-- begin --
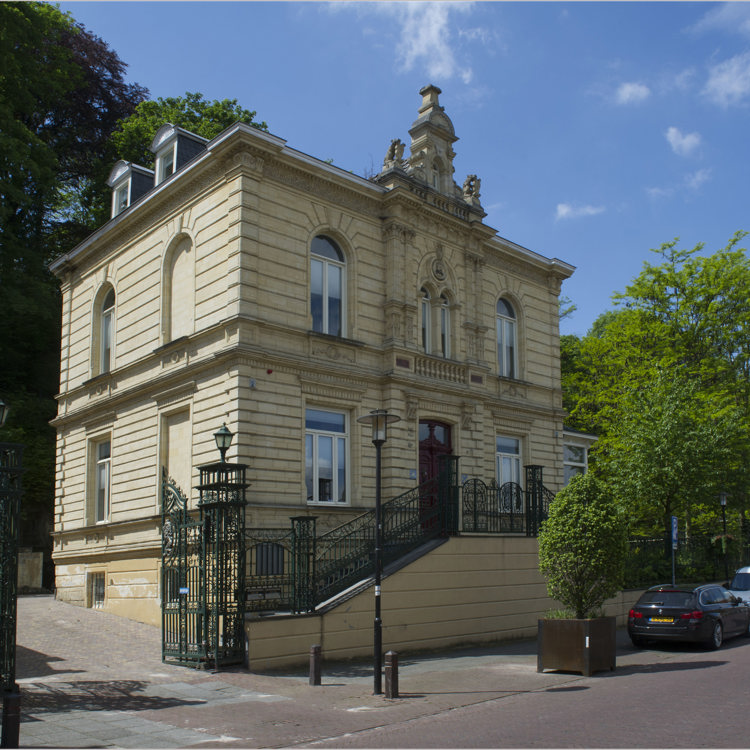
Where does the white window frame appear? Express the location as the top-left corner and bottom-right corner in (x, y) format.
(495, 435), (523, 487)
(310, 234), (347, 337)
(304, 405), (351, 507)
(420, 287), (432, 354)
(86, 570), (107, 609)
(90, 435), (112, 524)
(112, 177), (131, 219)
(99, 287), (117, 374)
(156, 139), (177, 185)
(563, 440), (589, 487)
(440, 294), (451, 359)
(495, 297), (518, 378)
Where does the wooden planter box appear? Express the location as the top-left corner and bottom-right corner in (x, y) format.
(536, 617), (617, 677)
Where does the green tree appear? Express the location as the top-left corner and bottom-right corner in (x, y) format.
(561, 232), (750, 533)
(597, 369), (747, 537)
(0, 3), (145, 564)
(112, 92), (268, 166)
(539, 473), (625, 619)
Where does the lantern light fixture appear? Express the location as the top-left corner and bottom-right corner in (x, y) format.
(214, 422), (234, 463)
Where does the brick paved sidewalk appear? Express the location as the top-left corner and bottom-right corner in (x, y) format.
(7, 596), (658, 748)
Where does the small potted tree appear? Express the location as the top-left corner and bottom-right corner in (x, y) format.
(537, 474), (626, 676)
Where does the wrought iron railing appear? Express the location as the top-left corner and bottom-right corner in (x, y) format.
(245, 528), (294, 612)
(461, 479), (526, 534)
(245, 456), (554, 612)
(461, 479), (555, 536)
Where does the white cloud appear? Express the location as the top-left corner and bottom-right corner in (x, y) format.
(703, 52), (750, 107)
(390, 2), (473, 83)
(692, 2), (750, 36)
(646, 188), (674, 199)
(615, 83), (651, 104)
(555, 203), (605, 221)
(336, 0), (482, 84)
(664, 127), (701, 156)
(685, 169), (711, 190)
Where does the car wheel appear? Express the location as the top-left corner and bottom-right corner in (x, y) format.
(708, 621), (724, 650)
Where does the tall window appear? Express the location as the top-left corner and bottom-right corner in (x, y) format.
(305, 409), (348, 503)
(163, 237), (195, 342)
(310, 235), (345, 336)
(495, 435), (521, 487)
(99, 289), (115, 373)
(563, 443), (588, 485)
(496, 299), (518, 378)
(88, 571), (107, 609)
(420, 287), (432, 354)
(440, 294), (451, 358)
(93, 439), (112, 523)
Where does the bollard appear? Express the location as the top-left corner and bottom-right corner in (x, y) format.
(310, 644), (320, 685)
(385, 651), (398, 698)
(0, 685), (21, 748)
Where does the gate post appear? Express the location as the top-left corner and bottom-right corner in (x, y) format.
(0, 443), (23, 748)
(523, 464), (544, 536)
(290, 516), (317, 612)
(197, 462), (248, 670)
(438, 456), (460, 536)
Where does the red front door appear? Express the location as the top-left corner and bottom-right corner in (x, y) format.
(419, 420), (453, 530)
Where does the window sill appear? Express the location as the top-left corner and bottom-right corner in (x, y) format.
(307, 331), (364, 347)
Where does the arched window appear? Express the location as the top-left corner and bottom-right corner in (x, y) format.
(440, 294), (451, 359)
(163, 237), (195, 343)
(91, 285), (115, 375)
(310, 235), (346, 336)
(420, 287), (432, 354)
(496, 299), (518, 378)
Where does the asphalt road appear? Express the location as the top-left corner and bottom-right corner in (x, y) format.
(10, 597), (750, 748)
(306, 638), (750, 748)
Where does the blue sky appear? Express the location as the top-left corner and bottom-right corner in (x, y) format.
(60, 2), (750, 335)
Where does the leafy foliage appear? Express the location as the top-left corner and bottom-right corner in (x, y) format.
(539, 473), (626, 618)
(561, 232), (750, 535)
(0, 3), (146, 560)
(112, 92), (268, 166)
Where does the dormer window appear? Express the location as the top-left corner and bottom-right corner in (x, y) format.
(112, 180), (130, 216)
(156, 141), (177, 185)
(151, 123), (208, 185)
(107, 160), (154, 219)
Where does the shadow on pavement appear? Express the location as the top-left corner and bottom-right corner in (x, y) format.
(612, 659), (729, 677)
(16, 645), (85, 679)
(21, 680), (205, 714)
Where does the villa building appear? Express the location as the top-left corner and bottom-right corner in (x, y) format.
(52, 86), (576, 623)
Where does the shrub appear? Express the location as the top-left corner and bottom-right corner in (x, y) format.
(539, 474), (626, 618)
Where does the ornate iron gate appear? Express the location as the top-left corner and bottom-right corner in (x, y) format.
(161, 476), (207, 667)
(161, 461), (247, 669)
(198, 461), (247, 669)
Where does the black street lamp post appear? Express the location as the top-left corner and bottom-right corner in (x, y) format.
(0, 399), (23, 748)
(719, 492), (729, 581)
(357, 409), (401, 695)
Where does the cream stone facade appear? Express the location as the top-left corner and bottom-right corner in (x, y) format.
(52, 86), (573, 623)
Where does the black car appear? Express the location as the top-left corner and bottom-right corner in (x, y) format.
(628, 583), (750, 648)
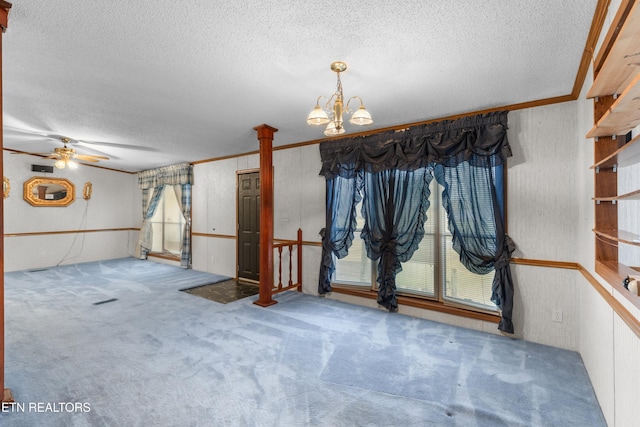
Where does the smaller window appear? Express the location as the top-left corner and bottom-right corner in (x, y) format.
(151, 185), (186, 256)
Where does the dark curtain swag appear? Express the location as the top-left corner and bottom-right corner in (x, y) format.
(318, 111), (515, 333)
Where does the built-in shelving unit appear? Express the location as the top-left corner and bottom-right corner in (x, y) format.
(587, 0), (640, 307)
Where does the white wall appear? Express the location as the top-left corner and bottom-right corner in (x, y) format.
(3, 151), (142, 271)
(192, 145), (324, 293)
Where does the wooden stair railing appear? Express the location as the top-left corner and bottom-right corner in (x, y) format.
(271, 229), (302, 294)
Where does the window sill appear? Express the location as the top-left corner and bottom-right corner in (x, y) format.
(147, 252), (180, 261)
(331, 284), (500, 323)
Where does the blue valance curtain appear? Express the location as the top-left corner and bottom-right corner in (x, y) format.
(318, 111), (514, 333)
(138, 163), (193, 268)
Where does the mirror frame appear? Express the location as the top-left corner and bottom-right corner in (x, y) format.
(24, 176), (76, 206)
(2, 176), (11, 199)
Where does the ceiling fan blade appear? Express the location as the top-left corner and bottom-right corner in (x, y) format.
(78, 139), (157, 151)
(73, 154), (109, 162)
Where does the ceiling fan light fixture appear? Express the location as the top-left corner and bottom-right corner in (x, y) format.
(307, 61), (373, 136)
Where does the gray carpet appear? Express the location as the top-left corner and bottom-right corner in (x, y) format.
(0, 258), (605, 427)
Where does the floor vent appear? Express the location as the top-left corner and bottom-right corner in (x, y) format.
(93, 298), (118, 305)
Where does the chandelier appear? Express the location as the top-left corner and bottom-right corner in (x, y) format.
(307, 61), (373, 136)
(53, 146), (78, 169)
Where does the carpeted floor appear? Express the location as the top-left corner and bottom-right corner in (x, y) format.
(0, 259), (605, 427)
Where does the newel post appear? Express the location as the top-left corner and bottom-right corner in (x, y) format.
(253, 125), (278, 307)
(0, 0), (13, 403)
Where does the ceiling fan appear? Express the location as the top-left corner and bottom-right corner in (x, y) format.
(2, 124), (156, 169)
(45, 136), (109, 169)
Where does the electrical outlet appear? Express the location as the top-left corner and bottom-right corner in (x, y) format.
(551, 308), (562, 323)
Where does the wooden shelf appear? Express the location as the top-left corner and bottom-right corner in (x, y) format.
(596, 261), (640, 309)
(587, 2), (640, 98)
(591, 134), (640, 169)
(593, 228), (640, 246)
(587, 73), (640, 138)
(592, 190), (640, 202)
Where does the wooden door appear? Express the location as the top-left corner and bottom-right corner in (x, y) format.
(238, 172), (260, 282)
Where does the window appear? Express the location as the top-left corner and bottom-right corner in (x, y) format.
(151, 185), (185, 257)
(333, 179), (496, 311)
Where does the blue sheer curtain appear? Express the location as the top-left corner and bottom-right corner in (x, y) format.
(138, 185), (164, 259)
(434, 162), (514, 333)
(318, 173), (362, 294)
(173, 184), (191, 268)
(318, 111), (515, 333)
(138, 163), (193, 268)
(361, 168), (432, 311)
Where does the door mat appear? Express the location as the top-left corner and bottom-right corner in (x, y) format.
(180, 279), (260, 304)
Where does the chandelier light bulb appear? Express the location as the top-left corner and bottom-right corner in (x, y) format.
(307, 61), (373, 136)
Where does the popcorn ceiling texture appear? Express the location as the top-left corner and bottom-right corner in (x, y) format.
(3, 0), (597, 171)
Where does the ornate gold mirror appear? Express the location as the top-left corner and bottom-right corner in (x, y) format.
(2, 176), (11, 199)
(24, 177), (76, 206)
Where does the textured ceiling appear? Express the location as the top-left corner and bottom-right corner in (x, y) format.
(3, 0), (597, 171)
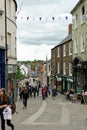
-- end --
Please swap "textured ceiling" for "plaster ceiling" in the records from the line with "Where does the textured" up to and including the last line, and return those lines with nothing else changed. Leave the pictures out.

Where does the plaster ceiling appear? Express the location as the top-left corner and bottom-right corner in (x, y) format.
(3, 0), (597, 171)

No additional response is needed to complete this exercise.